(Collected data entries)
============================================================

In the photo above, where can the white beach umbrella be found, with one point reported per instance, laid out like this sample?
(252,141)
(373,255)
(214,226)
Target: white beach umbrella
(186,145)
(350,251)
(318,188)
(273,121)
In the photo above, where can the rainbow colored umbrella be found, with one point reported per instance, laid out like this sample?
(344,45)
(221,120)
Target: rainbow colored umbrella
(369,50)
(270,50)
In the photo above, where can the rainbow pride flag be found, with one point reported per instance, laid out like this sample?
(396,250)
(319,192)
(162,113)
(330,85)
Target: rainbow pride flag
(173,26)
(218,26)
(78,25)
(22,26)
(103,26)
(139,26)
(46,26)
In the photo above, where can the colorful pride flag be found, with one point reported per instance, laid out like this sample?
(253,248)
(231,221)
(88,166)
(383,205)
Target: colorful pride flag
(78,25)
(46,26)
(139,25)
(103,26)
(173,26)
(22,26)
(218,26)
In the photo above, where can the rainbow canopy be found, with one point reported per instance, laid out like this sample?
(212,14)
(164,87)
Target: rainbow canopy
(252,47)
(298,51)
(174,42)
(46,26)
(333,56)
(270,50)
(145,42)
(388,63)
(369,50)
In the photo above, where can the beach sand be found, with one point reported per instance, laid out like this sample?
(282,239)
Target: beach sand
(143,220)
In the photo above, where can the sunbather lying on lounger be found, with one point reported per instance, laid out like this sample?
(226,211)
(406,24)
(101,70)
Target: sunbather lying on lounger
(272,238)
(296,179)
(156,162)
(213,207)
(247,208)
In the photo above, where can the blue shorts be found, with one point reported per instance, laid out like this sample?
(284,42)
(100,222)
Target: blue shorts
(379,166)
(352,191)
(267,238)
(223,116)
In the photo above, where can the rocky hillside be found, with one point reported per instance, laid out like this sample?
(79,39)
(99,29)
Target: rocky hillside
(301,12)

============================================================

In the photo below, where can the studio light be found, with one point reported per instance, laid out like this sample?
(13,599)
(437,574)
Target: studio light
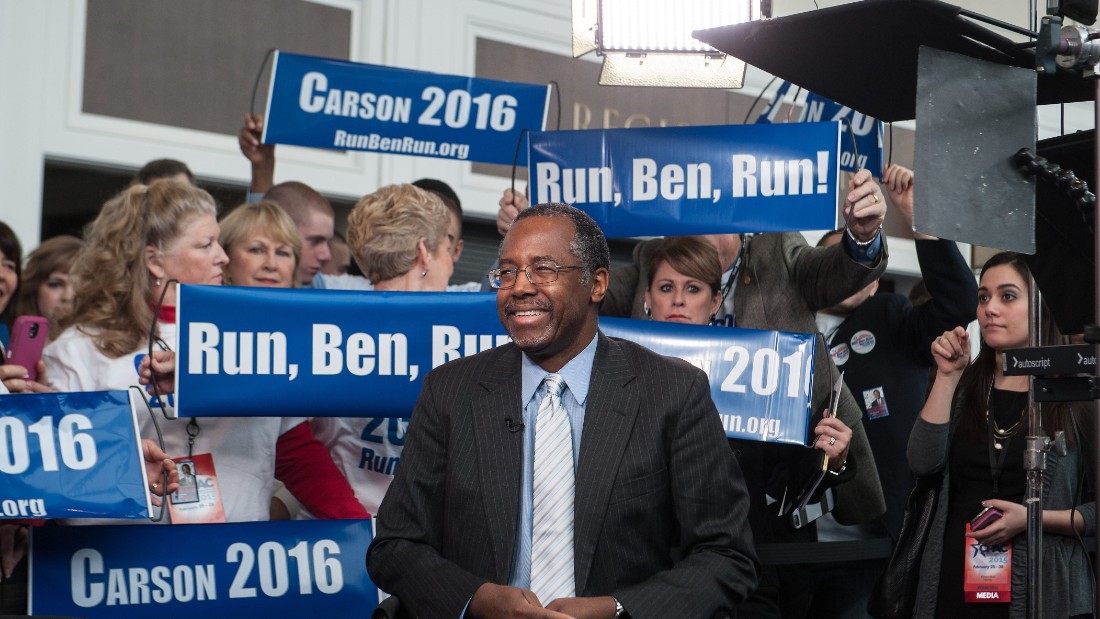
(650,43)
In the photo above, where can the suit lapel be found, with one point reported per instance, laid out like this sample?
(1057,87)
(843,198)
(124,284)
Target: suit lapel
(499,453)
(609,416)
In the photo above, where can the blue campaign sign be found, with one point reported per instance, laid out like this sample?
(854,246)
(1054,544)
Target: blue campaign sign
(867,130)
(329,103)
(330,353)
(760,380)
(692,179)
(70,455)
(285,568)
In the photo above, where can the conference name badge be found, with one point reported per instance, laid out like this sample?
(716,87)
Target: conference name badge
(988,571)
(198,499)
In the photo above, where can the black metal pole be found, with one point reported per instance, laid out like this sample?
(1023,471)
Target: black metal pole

============================================================

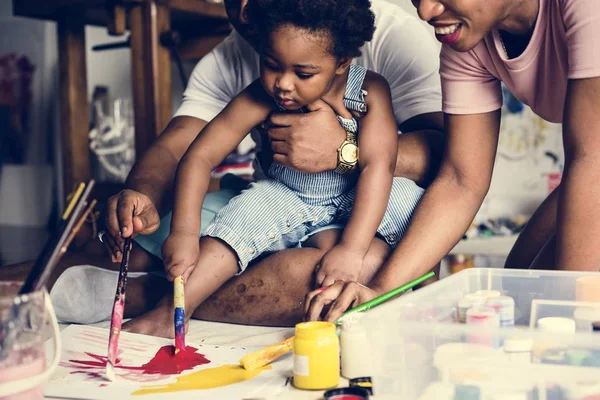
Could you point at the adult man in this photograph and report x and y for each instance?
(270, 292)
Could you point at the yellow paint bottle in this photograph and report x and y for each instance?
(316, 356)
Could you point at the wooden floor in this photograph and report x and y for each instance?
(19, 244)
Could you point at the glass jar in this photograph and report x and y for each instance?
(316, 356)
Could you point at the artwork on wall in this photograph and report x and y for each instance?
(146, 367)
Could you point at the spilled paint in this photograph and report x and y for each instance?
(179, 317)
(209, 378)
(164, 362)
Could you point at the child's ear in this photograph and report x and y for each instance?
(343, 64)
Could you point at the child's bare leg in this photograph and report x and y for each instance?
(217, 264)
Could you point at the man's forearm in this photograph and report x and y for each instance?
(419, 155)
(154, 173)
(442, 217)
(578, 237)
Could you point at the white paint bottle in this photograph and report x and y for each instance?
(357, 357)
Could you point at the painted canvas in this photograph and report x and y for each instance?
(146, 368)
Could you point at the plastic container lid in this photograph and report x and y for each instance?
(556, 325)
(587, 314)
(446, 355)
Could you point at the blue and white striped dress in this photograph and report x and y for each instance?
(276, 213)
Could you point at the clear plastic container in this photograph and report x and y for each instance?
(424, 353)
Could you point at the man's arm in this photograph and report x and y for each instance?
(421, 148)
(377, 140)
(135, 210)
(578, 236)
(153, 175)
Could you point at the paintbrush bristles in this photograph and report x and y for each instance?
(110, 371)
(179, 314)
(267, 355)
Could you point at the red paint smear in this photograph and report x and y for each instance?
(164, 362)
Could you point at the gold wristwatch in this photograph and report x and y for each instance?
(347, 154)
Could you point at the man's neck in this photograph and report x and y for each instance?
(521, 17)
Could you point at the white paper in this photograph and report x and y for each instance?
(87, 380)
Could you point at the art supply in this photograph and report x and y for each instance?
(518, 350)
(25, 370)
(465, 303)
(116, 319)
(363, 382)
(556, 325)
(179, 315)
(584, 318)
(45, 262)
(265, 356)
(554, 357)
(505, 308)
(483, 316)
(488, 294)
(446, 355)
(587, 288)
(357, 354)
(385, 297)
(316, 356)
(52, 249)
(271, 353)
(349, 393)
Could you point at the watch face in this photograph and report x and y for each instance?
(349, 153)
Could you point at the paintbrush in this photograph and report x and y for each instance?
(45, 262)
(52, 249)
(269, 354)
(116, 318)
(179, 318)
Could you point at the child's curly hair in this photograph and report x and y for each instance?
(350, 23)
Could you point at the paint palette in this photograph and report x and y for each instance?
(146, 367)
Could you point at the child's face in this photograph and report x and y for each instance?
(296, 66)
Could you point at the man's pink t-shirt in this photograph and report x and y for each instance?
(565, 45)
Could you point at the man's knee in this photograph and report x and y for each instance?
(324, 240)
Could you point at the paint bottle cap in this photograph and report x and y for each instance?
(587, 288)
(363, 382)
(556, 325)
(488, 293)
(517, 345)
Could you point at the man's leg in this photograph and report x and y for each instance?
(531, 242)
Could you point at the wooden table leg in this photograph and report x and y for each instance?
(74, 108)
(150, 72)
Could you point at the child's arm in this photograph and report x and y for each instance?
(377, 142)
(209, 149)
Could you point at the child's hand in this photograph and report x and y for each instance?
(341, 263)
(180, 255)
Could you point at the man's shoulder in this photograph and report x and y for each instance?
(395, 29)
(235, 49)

============================================================

#### How to complete this task
Produce the number of lines in the data containing the string "pole", with nothing added.

#### Response to the exercise
2